* _SHORT TASK_:
Rewrite the lines beginning with the line that contains "Reviewer note. Check that every instance of the dark" and continuing through the line that contains "<point>60,301</point>", substituting "black cooktop" for "dark cooktop" and leaving everything else unchanged; give only those lines.

--- START ---

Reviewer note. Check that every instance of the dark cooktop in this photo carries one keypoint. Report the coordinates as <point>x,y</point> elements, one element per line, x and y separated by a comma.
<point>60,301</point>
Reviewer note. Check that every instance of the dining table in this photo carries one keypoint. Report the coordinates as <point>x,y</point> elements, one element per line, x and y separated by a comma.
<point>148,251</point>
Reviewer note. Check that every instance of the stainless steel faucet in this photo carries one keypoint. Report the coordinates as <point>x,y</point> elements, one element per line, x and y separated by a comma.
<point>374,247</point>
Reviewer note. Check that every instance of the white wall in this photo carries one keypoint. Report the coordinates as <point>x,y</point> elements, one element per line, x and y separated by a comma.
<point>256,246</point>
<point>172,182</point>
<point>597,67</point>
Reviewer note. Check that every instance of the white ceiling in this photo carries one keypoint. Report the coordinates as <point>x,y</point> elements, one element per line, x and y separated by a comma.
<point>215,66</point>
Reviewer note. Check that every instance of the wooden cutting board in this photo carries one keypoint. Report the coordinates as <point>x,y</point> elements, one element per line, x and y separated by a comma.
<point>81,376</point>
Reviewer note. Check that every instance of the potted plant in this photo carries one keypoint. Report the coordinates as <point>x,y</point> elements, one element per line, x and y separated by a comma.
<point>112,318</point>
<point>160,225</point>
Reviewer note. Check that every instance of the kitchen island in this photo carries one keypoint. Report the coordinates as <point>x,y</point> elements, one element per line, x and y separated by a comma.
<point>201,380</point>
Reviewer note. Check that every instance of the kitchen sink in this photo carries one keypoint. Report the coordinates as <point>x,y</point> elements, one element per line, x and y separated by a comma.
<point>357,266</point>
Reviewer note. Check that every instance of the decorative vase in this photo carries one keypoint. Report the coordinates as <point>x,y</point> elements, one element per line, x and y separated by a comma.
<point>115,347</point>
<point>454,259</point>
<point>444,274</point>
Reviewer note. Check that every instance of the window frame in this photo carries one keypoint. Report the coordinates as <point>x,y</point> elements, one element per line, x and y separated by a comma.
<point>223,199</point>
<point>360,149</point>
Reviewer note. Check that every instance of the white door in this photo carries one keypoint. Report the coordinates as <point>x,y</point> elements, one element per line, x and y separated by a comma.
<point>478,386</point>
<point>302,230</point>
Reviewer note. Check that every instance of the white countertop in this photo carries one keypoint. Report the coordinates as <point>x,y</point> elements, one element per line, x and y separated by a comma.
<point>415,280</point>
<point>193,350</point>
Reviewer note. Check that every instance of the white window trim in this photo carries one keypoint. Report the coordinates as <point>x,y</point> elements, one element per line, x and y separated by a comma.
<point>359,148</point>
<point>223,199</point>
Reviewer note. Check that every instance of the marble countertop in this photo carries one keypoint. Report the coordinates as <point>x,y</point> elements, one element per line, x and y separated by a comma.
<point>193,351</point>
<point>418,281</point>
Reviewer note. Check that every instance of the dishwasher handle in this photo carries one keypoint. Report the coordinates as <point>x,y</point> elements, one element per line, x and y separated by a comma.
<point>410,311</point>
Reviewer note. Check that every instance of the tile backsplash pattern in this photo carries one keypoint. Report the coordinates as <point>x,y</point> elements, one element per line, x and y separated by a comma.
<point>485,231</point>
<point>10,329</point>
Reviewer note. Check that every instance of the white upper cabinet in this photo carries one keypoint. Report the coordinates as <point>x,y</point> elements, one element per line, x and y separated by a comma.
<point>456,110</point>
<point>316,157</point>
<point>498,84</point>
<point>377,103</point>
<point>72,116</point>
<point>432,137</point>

--- END ---
--- START ---

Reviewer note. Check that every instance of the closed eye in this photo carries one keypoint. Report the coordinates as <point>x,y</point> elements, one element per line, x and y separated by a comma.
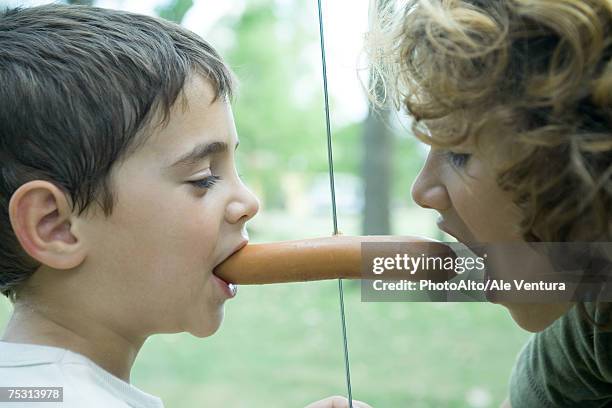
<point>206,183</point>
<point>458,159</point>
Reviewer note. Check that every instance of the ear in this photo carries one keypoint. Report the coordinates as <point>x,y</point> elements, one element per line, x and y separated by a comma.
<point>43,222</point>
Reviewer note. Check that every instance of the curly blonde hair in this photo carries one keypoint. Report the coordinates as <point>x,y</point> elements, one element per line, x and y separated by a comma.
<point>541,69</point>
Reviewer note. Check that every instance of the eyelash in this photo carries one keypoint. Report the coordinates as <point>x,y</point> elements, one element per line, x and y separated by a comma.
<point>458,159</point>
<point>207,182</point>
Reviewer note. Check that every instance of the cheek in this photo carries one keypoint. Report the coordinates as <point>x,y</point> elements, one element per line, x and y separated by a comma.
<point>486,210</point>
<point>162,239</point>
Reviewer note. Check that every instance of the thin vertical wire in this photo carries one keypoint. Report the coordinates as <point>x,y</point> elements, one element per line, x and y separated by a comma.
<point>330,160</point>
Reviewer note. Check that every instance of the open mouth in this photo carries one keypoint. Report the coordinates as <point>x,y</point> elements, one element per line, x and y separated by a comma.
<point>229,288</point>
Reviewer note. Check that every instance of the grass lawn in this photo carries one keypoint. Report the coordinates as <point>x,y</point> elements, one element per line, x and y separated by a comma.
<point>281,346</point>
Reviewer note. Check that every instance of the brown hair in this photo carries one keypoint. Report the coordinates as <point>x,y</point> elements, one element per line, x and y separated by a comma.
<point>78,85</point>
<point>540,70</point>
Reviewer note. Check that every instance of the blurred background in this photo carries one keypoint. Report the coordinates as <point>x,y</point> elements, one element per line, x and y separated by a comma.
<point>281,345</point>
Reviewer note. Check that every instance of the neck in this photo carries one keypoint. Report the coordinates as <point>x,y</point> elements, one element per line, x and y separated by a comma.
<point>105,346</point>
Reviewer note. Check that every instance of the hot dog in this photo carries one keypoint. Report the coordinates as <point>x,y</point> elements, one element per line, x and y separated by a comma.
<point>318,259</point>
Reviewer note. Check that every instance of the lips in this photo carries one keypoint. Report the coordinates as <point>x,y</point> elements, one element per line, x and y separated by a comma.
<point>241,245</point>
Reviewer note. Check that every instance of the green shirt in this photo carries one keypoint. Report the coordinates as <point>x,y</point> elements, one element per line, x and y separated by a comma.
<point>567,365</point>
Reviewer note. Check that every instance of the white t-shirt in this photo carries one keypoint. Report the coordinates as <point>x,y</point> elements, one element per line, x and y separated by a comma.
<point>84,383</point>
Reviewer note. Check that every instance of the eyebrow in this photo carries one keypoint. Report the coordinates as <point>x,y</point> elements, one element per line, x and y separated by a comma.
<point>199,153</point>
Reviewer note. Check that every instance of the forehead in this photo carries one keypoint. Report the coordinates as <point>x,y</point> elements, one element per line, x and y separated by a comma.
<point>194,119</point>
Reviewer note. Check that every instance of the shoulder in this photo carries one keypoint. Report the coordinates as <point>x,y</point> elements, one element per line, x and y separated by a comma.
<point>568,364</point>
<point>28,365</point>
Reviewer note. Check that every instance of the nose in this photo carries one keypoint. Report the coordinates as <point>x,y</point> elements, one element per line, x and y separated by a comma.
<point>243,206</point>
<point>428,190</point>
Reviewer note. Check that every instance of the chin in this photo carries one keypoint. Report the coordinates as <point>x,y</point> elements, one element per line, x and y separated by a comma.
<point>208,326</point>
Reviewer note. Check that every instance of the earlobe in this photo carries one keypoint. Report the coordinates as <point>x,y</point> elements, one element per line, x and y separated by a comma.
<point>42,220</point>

--- END ---

* _ANSWER TO THE TASK_:
Reviewer note. Check that every instance of the black cooktop in this photo carries one keypoint. Report the coordinates as <point>x,y</point> elements, one element per line, x and y separated by a comma.
<point>60,301</point>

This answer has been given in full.